Union opposes changes to employee health plan

Proposed reductions to healthcare benefits for retiring College faculty and staff members have drawn criticism from members of the Dartmouth division of the Service Employees' International Union, inciting a dispute that could lead to contentious contract renegotiations in the coming months.

The plan, which has come under censure since it was announced this fall, is currently being altered after a period of staff and faculty review and will likely be finalized in February, Adam Keller, executive vice president for finance and administration at the College said.

Earl Sweet, president of the College's division of the SEIU, the Local 560, said that Dartmouth would likely have trouble securing new contracts with the union if the finalized proposal is not deemed adequate by union members.

The SEIU currently holds three contracts with the College -- one covering Safety and Security, one for staff at the Hanover Inn and one which covers other Dartmouth employees, including staff from Facilities, Operations & Management, the Dartmouth Dining Association, the Office of Residential Life, the Dartmouth Skiway and the Athletic Department, among others.

◆ **STORED RECORDS**
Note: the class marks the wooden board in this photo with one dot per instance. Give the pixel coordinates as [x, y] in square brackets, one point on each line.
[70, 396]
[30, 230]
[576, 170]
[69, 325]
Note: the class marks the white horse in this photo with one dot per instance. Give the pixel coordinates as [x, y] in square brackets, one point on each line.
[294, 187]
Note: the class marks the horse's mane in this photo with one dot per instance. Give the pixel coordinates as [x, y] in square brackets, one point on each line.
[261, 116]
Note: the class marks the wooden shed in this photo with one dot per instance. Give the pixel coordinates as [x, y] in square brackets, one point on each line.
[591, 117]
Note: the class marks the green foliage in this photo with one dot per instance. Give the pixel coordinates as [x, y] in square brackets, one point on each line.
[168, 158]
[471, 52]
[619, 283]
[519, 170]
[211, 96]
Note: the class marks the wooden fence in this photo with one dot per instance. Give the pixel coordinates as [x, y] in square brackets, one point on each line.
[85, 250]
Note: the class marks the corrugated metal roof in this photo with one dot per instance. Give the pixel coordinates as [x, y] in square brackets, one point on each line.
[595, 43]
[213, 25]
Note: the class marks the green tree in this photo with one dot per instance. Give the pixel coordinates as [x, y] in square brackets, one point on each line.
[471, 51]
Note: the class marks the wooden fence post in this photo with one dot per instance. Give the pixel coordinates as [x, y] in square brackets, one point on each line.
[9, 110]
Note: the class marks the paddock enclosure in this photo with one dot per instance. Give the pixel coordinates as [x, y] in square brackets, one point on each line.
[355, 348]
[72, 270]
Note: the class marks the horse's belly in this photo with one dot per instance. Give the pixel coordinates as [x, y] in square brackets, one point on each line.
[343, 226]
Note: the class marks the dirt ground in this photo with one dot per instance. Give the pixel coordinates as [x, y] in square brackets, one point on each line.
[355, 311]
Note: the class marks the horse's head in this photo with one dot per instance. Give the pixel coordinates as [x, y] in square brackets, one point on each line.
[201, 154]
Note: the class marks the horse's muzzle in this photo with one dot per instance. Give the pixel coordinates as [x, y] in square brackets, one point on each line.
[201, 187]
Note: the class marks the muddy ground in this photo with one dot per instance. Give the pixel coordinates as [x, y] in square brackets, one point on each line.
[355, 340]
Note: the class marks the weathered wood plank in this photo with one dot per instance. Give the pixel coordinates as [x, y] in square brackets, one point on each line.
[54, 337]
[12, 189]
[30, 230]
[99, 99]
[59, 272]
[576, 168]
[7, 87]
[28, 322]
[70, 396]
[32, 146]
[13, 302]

◆ **WHAT TO DO**
1 - From the article on the union's opposition to health plan changes, reproduce the passage that begins at the words "Proposed reductions to" and stops after the words "the College said.".
2 - Decide whether each statement below agrees with the article on the union's opposition to health plan changes. For each, answer yes or no and quote the words of the article that settle it.
(a) The plan will likely be finalized in February.
(b) The SEIU holds two contracts with the College.
(c) Earl Sweet is the College's executive vice president for finance and administration.
3 - According to the article on the union's opposition to health plan changes, what is the College's division of the SEIU called?

◆ **COMPLETED EXERCISE**
1 -
Proposed reductions to healthcare benefits for retiring College faculty and staff members have drawn criticism from members of the Dartmouth division of the Service Employees' International Union, inciting a dispute that could lead to contentious contract renegotiations in the coming months.

The plan, which has come under censure since it was announced this fall, is currently being altered after a period of staff and faculty review and will likely be finalized in February, Adam Keller, executive vice president for finance and administration at the College said.

2 -
(a) Yes: "will likely be finalized in February"
(b) No: "The SEIU currently holds three contracts with the College"
(c) No: "Earl Sweet, president of the College's division of the SEIU, the Local 560"

3 - The Local 560.